=== Verilen Metin ===

"İçtihat Metni"
MAHKEMESİ : Ankara Bölge Adliye Mahkemesi 1. Hukuk Dairesi
SAYISI : 2023/1814 E., 2023/2050 K.
DAVA TARİHİ : 29.12.2017
KARAR : Kısmen kabul
Taraflar arasında İlk Derece Mahkemesinde görülen ve istinaf incelemesinden geçen karşılıklı boşanma davasında verilen karar hakkında yapılan temyiz incelemesi sonucunda, Dairece Bölge Adliye Mahkemesi kararının tazminat miktarları yönünden kadın yararına bozulmasına karar verilmiştir.
Bölge Adliye Mahkemesince bozmaya uyularak yeniden yapılan yargılama sonucunda; kadın için yeniden maddî ve manevî tazminata karar verilmiştir.

=== Gösterilen Veriler ===

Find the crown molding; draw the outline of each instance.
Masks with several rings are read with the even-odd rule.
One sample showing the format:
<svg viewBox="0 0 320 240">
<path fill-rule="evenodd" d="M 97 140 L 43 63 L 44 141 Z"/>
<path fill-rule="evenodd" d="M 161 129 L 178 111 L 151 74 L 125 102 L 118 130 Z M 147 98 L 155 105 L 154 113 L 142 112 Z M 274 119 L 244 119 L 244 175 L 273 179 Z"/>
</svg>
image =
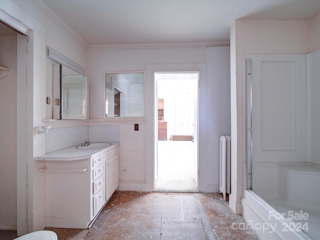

===

* _Uyulacak Talimatlar_
Verilen metnin tamamını, tek harfini bile değiştirmeden yeniden yaz. Bu verilerin burada hiçbir işlevi yoktur.

* _Çözüm_
"İçtihat Metni"
MAHKEMESİ : Ankara Bölge Adliye Mahkemesi 1. Hukuk Dairesi
SAYISI : 2023/1814 E., 2023/2050 K.
DAVA TARİHİ : 29.12.2017
KARAR : Kısmen kabul
Taraflar arasında İlk Derece Mahkemesinde görülen ve istinaf incelemesinden geçen karşılıklı boşanma davasında verilen karar hakkında yapılan temyiz incelemesi sonucunda, Dairece Bölge Adliye Mahkemesi kararının tazminat miktarları yönünden kadın yararına bozulmasına karar verilmiştir.
Bölge Adliye Mahkemesince bozmaya uyularak yeniden yapılan yargılama sonucunda; kadın için yeniden maddî ve manevî tazminata karar verilmiştir.